TEXT SEGMENT:

06/06/2026
World Safety and Health Day “June 6”
Acting President’s Address
Salutations
Comrades, workers, trade union leaders, distinguished guests, and fellow defenders of workers' rights. Today we gather here under a powerful and urgent theme: "Zero Harm Through Collective Action: Safe Work Today, Safe Work Tomorrow."
As workers, we reject the dangerous notion that injuries, illnesses, disabilities, and deaths at work are inevitable. There is nothing normal about a worker leaving home healthy and returning injured. There is nothing acceptable about a family losing a breadwinner because profit was placed above human safety. There is nothing inevitable about workplace accidents when hazards are known, risks are identified, and preventive measures are available.
The demand for Zero Harm is not merely a slogan. It is a workers' demand. It is a demand for dignity. It is a demand for life itself and it is also a demand for the respect of the sanctity of our precious lives.
In Zimbabwe, thousands of workers continue to face unsafe workplaces characterized by inadequate protective equipment, poor enforcement of occupational safety laws, outdated machinery, excessive working hours, understaffing, exposure to chemicals and dust, psychosocial stress, and growing insecurity of employment. Workers in mining, agriculture, construction, manufacturing, transport, and the informal economy often carry the burden of economic hardship with their health and lives.
As trade unionists, we must state clearly: there can be no decent work without safe work.
The reality is that workplace safety cannot be achieved through individual efforts alone. A single worker cannot challenge unsafe systems without collective support. A lone voice can be ignored, but the united voice of organized workers cannot be silenced. The unsafe work conditions that we continue to face demand more urgently than before a united and resilient workforce that demands the enforcement and enjoyment of Occupational Safety and Health without compromising on anything.

QUESTIONS:
**1)** What theme does the World Safety and Health Day address give for the gathering?
**2)** Please print the World Safety and Health Day address word for word from "As workers, we" to "our precious lives.".
**3)** Carry on the World Safety and Health Day address after its final sentence.

INFORMATION:
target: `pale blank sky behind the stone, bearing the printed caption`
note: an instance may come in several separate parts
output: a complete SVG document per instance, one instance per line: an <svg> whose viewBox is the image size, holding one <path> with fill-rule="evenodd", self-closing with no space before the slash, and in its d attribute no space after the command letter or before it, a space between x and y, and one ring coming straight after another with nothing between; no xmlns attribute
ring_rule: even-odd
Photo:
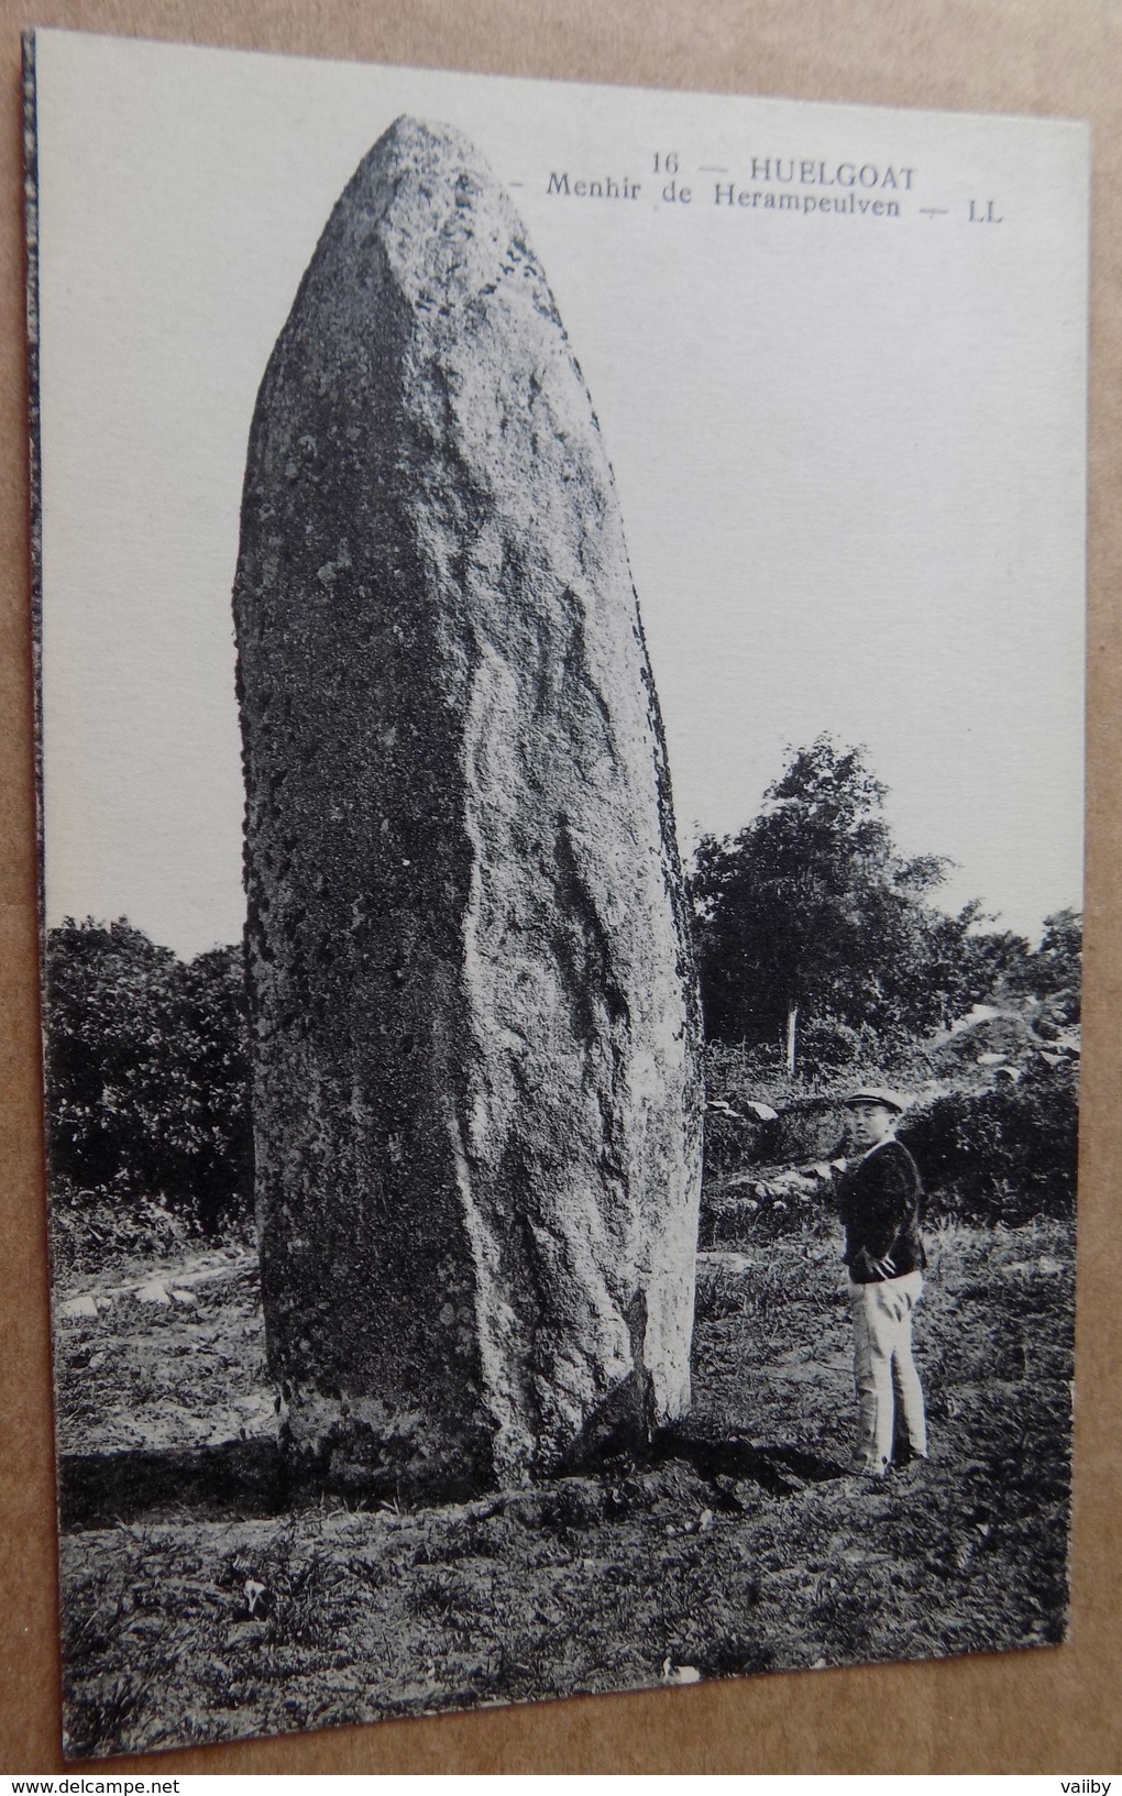
<svg viewBox="0 0 1122 1796"><path fill-rule="evenodd" d="M829 731L867 747L901 850L957 864L948 907L1036 938L1081 903L1083 128L38 47L48 921L127 916L183 954L241 934L246 436L402 111L474 138L551 282L684 851ZM627 198L573 190L609 176Z"/></svg>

RESPONSES FOR EACH TASK:
**1)** "Zero Harm Through Collective Action: Safe Work Today, Safe Work Tomorrow."

**2)**
As workers, we reject the dangerous notion that injuries, illnesses, disabilities, and deaths at work are inevitable. There is nothing normal about a worker leaving home healthy and returning injured. There is nothing acceptable about a family losing a breadwinner because profit was placed above human safety. There is nothing inevitable about workplace accidents when hazards are known, risks are identified, and preventive measures are available.
The demand for Zero Harm is not merely a slogan. It is a workers' demand. It is a demand for dignity. It is a demand for life itself and it is also a demand for the respect of the sanctity of our precious lives.

**3)**
That is why collective action remains our strongest weapon.
Collective action means workers organizing in safety committees. It means workers reporting hazards without fear of victimization. It means unions negotiating strong occupational safety and health provisions in collective bargaining agreements. It means workers refusing dangerous work that threatens life and health. It means employers being held accountable for every preventable injury and every preventable death.
When workers are organized, workplaces become safer.
When unions are strong, injuries decline.
When workers participate in decision-making, hazards are identified and eliminated before lives are lost.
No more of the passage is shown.